▸ TASK DESCRIPTION
Please repeat the entries word for word and keep the images out.

▸ RECORD EXTRACTS
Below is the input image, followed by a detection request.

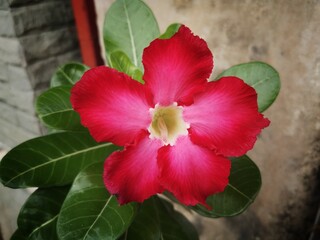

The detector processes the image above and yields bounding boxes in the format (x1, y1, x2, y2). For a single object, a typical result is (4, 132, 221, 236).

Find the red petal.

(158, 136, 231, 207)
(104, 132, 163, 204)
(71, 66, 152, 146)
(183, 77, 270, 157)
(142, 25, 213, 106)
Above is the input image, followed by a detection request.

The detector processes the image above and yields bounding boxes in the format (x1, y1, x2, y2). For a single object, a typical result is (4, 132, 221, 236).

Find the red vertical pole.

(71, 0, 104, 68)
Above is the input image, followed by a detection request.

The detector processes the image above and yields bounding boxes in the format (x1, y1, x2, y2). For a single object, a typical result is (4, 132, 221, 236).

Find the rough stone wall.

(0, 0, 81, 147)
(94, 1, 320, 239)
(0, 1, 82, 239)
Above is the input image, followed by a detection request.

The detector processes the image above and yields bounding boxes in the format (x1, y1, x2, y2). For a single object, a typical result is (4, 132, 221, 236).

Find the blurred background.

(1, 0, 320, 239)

▸ ANSWER TO THE PROBLEM
Below is the input image, followed by a detection request.


The detector processes the image above and yields bounding boxes in the format (x1, y1, x2, y2). For a single object, a typical result is (4, 132, 221, 236).

Find the red petal.

(158, 136, 231, 207)
(104, 132, 163, 204)
(71, 66, 152, 146)
(183, 77, 270, 157)
(142, 25, 213, 106)
Above is the input image, followed by a detection request.

The detector processes the image above and yields bounding boxes in the format (x1, y1, x2, y2). For a single object, a typical result is (4, 132, 221, 236).

Find the red vertical pole.

(71, 0, 104, 68)
Above is the input image, followed by a detection request.

The detector processes the image above and yields bounding boxes in the format (x1, y1, x2, y2). For a single object, a typical result is (4, 132, 221, 236).

Find the rough stone wall.

(0, 0, 81, 147)
(94, 1, 320, 239)
(0, 1, 82, 239)
Above is the input image, followed by a detection request.

The detector processes the image above and yields bounding boxes in the format (x1, y1, x2, y2). For a single object, a typical result is (4, 132, 221, 236).

Find the blurred background.

(1, 0, 320, 239)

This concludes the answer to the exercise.